-- TESTO DELLA PAGINA --
────────────────────────────────────────

World Mountain Running Championship – Patagonia

 

Ho deciso che avrei corso i mondiali di corsa in montagna 2019 dopo aver appreso che ci sarebbe stato Jim Walmsley. Rita potrebbe confermarlo. Eravamo seduti al Red Point Cafè di Colorado Springs davanti a uno smoothie, insieme a Joe Gray e Peter Maksimow, un paio di giorni dopo Pikes Peak Marathon, in un rovente pomeriggio di fine agosto. Joe disse che gli USA avrebbero presentato una squadra molto competitiva in Patagonia. Ho azzardato il nome di Hayden Hawks, dopo poco è uscito quello di Walmsley. Lì si è accesa la luce.

 

 

Non ero convinto di correre in Patagonia, non è un segreto. Come già accaduto in Portogallo per i mondiali di trail lo scorso giugno, non volevo semplicemente partecipare. Il fatto di sapere che Jim sarebbe stato lì mi ha aperto la strada per l’Argentina. Anche se non ho prestato particolare attenzione alla cosa durante i mesi di avvicinamento, banalmente perchè ero molto più impegnato a occuparmi dei contrattempi e dei normali problemi di una preparazione, una parte della mia mente era concentrata sull’obiettivo. Ho corso per dimostrare a me stesso che avrei potuto correre forte di nuovo e soprattutto per il fascino di quella sfida che volevo a tutti i costi affrontare.

────────────────────────────────────────

-- ESTRATTI DEL DATASET --
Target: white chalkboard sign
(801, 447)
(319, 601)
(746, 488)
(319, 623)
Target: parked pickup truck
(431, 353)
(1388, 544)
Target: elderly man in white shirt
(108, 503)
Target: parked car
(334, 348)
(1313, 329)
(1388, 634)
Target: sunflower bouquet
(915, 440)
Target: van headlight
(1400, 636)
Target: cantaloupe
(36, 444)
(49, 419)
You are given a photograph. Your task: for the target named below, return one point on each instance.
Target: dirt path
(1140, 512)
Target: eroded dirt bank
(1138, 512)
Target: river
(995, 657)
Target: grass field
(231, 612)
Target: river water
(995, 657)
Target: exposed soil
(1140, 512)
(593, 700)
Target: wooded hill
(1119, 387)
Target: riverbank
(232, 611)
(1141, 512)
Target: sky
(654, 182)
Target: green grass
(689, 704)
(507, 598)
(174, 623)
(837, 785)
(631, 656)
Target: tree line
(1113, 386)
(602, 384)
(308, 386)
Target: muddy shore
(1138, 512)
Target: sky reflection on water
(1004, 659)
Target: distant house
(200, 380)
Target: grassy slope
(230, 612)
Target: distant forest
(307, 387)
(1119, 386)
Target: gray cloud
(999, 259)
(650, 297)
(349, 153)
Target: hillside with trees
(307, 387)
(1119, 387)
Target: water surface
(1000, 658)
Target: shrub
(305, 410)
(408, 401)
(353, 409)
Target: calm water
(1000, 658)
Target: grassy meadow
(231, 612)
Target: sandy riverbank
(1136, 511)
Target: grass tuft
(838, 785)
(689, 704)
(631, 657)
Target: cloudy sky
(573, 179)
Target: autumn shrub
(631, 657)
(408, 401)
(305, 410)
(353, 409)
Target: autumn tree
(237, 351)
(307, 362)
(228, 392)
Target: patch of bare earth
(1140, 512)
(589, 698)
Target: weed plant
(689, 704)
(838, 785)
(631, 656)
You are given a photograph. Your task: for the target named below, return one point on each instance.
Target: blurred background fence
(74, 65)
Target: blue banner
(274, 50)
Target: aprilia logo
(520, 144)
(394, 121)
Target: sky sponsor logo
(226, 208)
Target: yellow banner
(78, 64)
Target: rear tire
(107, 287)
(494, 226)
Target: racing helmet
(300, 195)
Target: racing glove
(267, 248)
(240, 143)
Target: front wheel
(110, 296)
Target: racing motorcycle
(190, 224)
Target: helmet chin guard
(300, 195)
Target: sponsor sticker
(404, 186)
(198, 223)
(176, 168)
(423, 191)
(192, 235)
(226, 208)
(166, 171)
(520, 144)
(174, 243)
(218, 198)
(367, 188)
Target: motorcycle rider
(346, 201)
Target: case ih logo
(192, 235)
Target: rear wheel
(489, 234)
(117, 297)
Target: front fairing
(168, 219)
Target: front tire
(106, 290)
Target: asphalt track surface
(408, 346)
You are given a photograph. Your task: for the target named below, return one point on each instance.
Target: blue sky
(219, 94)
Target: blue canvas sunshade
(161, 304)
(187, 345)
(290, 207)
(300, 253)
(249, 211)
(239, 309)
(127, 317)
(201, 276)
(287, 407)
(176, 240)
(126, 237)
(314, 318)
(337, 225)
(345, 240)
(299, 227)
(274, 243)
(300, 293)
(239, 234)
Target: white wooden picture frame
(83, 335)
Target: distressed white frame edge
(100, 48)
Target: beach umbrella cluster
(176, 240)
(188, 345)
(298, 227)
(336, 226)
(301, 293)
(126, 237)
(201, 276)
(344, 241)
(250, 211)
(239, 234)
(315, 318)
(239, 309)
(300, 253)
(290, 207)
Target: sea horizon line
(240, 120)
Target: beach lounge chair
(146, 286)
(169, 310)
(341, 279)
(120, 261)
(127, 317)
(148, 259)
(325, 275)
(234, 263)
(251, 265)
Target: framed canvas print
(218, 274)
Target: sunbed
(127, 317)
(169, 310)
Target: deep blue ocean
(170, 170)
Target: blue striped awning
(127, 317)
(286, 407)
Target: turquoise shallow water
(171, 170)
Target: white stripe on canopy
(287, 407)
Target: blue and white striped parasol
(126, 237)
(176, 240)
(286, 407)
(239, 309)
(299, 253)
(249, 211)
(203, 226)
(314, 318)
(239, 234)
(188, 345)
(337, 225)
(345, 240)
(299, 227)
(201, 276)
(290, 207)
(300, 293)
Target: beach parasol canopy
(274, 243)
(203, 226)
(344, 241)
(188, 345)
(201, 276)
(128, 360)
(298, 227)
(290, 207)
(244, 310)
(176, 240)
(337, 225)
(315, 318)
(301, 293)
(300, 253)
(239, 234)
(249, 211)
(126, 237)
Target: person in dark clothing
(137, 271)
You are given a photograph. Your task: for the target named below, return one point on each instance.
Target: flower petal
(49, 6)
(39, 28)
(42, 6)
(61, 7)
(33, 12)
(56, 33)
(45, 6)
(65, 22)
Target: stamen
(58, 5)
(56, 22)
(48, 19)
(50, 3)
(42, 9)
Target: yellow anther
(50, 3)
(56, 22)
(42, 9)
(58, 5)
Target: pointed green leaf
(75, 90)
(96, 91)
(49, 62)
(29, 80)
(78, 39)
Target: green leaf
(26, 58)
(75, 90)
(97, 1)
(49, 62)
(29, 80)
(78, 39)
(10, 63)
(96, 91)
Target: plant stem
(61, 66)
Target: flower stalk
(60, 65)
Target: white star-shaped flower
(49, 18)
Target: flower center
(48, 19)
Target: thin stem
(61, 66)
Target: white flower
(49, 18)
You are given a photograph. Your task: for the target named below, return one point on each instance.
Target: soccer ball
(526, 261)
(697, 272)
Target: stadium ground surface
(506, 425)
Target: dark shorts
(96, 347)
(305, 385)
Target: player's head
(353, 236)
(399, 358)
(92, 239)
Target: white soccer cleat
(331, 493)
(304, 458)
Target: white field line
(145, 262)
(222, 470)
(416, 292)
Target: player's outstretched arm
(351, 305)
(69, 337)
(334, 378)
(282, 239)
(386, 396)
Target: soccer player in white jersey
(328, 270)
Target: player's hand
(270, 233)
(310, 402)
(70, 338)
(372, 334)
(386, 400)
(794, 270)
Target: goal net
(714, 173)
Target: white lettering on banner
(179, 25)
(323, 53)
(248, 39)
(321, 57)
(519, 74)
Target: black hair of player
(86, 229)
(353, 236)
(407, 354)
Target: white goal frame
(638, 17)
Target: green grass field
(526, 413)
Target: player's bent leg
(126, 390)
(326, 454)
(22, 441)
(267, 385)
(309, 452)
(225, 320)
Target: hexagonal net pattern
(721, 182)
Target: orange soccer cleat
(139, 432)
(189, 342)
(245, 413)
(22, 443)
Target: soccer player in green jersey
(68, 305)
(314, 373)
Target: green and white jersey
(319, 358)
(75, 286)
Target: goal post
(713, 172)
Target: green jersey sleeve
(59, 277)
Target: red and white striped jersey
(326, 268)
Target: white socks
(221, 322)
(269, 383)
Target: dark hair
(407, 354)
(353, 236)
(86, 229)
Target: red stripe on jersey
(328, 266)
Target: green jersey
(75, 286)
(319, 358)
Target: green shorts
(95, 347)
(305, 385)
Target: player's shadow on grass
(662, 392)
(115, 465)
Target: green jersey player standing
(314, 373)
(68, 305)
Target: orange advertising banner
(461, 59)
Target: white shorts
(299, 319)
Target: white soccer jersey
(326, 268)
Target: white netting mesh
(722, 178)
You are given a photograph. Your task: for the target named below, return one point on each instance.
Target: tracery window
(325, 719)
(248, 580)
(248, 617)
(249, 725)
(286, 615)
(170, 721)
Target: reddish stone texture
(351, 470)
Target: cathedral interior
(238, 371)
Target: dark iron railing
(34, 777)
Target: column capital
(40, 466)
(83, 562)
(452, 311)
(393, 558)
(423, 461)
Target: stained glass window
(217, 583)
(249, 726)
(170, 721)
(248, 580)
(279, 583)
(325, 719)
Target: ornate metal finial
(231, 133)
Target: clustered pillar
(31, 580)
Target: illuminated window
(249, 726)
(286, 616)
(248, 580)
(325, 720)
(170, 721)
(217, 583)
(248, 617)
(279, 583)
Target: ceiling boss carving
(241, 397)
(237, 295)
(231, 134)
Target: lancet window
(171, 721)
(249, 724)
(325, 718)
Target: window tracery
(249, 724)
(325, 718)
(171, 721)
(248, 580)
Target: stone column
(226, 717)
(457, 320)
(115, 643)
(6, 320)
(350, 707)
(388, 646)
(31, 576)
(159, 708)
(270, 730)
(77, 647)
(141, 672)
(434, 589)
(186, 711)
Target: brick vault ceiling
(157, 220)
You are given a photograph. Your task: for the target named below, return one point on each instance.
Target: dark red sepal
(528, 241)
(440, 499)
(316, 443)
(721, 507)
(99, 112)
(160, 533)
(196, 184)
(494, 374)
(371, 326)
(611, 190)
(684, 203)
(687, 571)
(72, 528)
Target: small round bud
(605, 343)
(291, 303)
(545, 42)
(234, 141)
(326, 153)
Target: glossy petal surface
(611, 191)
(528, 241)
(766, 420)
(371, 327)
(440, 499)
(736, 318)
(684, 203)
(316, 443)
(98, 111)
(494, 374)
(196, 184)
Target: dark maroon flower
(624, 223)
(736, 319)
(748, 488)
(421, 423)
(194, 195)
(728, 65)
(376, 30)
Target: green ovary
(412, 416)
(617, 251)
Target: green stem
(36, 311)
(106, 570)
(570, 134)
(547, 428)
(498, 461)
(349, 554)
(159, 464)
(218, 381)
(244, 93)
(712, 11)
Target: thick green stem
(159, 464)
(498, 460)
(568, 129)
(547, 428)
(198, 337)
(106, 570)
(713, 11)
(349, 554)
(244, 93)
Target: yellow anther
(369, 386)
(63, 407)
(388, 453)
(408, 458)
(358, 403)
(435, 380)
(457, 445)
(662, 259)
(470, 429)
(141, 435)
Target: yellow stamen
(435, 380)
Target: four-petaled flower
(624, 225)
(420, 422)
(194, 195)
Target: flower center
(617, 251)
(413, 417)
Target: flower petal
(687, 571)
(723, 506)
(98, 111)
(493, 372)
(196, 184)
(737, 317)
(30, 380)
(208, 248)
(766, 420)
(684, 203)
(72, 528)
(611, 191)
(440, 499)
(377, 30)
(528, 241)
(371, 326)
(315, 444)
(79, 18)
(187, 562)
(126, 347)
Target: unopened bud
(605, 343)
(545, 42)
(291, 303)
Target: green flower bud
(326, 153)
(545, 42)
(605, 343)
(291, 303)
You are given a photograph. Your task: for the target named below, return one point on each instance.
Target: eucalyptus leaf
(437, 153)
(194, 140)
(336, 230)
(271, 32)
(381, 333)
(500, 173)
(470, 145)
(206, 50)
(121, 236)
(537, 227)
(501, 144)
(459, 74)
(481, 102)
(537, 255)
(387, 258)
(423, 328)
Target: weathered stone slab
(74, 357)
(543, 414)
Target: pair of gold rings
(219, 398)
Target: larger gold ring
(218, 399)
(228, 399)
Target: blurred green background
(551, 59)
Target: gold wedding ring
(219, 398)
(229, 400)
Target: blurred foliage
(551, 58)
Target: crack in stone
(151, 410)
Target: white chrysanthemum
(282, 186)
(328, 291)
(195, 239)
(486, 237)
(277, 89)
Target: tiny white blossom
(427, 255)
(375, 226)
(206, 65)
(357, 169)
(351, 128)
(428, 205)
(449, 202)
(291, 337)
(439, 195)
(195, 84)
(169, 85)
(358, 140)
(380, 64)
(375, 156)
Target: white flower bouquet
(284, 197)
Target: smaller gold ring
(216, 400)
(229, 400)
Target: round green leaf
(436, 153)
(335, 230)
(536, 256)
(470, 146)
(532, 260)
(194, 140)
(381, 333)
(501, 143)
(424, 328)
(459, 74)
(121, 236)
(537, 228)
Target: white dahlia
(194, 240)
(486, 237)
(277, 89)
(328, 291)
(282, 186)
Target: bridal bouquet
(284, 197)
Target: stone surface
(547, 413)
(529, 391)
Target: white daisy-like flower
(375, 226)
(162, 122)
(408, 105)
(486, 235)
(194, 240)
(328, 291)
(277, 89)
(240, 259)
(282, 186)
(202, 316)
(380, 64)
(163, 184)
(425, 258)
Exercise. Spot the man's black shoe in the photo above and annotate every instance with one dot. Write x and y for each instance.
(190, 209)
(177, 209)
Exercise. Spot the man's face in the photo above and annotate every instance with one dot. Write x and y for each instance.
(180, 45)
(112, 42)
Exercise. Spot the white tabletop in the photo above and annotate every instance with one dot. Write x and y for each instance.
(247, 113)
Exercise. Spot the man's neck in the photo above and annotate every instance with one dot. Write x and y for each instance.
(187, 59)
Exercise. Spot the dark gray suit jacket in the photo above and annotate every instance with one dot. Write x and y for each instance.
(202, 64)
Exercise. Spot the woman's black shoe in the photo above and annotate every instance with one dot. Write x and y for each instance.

────────────────────────────────────────

-- CONSEGNA --
Prosegui il racconto sui mondiali di corsa in montagna in Patagonia, riprendendo subito dopo l'ultima frase. Le righe sono materiale a sé, distinto dal racconto.

-- RISULTATO --
 

 

Ricordo di aver discusso con Tito, il quale un pomeriggio mi aveva spiegato che la parte alta del percorso argentino sarebbe stata innevata. Non avevo ancora letto notizie o descrizioni, neppure dato un’occhiata all’altimetria della gara. Gli ho risposto che quello poteva essere un potenziale problema perchè in quel tratto avrei potuto perdere il vantaggio accumulato in salita, non essendo abituato a correre sulla neve. “Già il fatto che in quel momento ipotizzi di essere davanti è un segnale…”. Non è andata esattamente così. Mi sono perfino adattato a correre sulla neve resa compatta dalla pioggia e dal vento. Ma il vantaggio su Jim l’ho avuto davvero, per alcuni minuti mi sono trovato in testa alla gara, nella parte più alta del percorso.

 

 

Vorrei andare con ordine a questo punto, e condensare qui alcuni momenti di agonismo puro, intensità atletica, uno stroke di energia al termine di una stagione particolare.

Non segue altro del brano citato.